* Task prompt: Pull out every line of the entries below that contains the word "water", and list those lines in their original order.

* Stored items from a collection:
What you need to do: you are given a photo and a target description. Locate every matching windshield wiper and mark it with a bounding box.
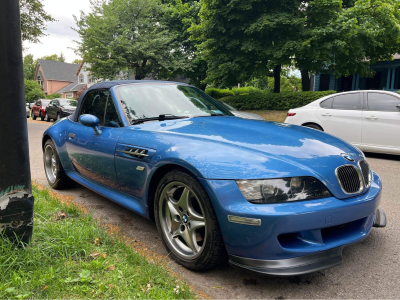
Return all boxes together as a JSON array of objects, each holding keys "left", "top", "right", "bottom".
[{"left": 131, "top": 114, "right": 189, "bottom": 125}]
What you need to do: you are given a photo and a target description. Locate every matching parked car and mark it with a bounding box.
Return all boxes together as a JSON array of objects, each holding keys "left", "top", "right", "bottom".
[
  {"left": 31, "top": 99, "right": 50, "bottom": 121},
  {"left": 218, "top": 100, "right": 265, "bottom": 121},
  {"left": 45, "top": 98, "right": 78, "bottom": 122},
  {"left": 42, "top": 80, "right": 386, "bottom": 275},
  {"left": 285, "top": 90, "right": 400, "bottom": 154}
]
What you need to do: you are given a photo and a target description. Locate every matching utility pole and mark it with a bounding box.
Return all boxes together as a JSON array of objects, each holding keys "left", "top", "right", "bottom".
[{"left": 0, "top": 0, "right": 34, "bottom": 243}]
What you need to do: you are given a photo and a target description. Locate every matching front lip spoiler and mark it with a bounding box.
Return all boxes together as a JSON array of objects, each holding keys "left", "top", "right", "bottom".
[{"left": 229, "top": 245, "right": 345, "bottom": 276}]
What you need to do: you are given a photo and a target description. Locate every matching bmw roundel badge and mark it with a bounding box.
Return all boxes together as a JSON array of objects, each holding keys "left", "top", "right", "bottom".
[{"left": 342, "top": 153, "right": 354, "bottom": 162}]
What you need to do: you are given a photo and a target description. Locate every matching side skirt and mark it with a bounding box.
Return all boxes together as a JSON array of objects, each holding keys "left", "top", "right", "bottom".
...
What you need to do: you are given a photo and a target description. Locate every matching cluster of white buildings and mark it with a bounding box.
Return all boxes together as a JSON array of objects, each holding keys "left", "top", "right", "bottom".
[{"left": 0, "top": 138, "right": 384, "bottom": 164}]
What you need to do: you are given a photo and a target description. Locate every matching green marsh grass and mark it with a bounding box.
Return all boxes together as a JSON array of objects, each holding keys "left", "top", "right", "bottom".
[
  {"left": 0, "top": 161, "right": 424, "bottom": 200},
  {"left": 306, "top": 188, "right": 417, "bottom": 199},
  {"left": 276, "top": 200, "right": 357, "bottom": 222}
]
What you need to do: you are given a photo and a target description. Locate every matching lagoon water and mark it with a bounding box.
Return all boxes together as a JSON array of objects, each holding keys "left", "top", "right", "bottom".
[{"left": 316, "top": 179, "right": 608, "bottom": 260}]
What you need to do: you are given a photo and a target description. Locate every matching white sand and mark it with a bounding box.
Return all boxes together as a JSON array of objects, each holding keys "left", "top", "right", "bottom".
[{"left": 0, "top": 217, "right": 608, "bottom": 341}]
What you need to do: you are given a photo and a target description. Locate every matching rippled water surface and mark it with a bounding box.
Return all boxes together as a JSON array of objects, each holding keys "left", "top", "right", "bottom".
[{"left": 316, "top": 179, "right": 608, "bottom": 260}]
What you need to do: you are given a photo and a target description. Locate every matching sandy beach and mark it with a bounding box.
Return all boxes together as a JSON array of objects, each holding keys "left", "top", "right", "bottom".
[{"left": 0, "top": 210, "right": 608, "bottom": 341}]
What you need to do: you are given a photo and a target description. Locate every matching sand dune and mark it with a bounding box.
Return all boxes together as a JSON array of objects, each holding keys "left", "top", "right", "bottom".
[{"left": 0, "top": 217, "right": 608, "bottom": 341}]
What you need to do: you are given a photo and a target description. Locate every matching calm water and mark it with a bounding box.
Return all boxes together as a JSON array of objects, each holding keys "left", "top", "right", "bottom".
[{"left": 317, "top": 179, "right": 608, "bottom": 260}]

* Solution to the exercise:
What you need to do: you are given a photo and a target description. Locate every matching lagoon water and mark it with a bounding box.
What you need to do: you are given a photo and a target description. Locate every matching rippled water surface and mark it with a bounding box.
What you need to do: you are given a photo and a target description. Locate every matching calm water and mark it with a bounding box.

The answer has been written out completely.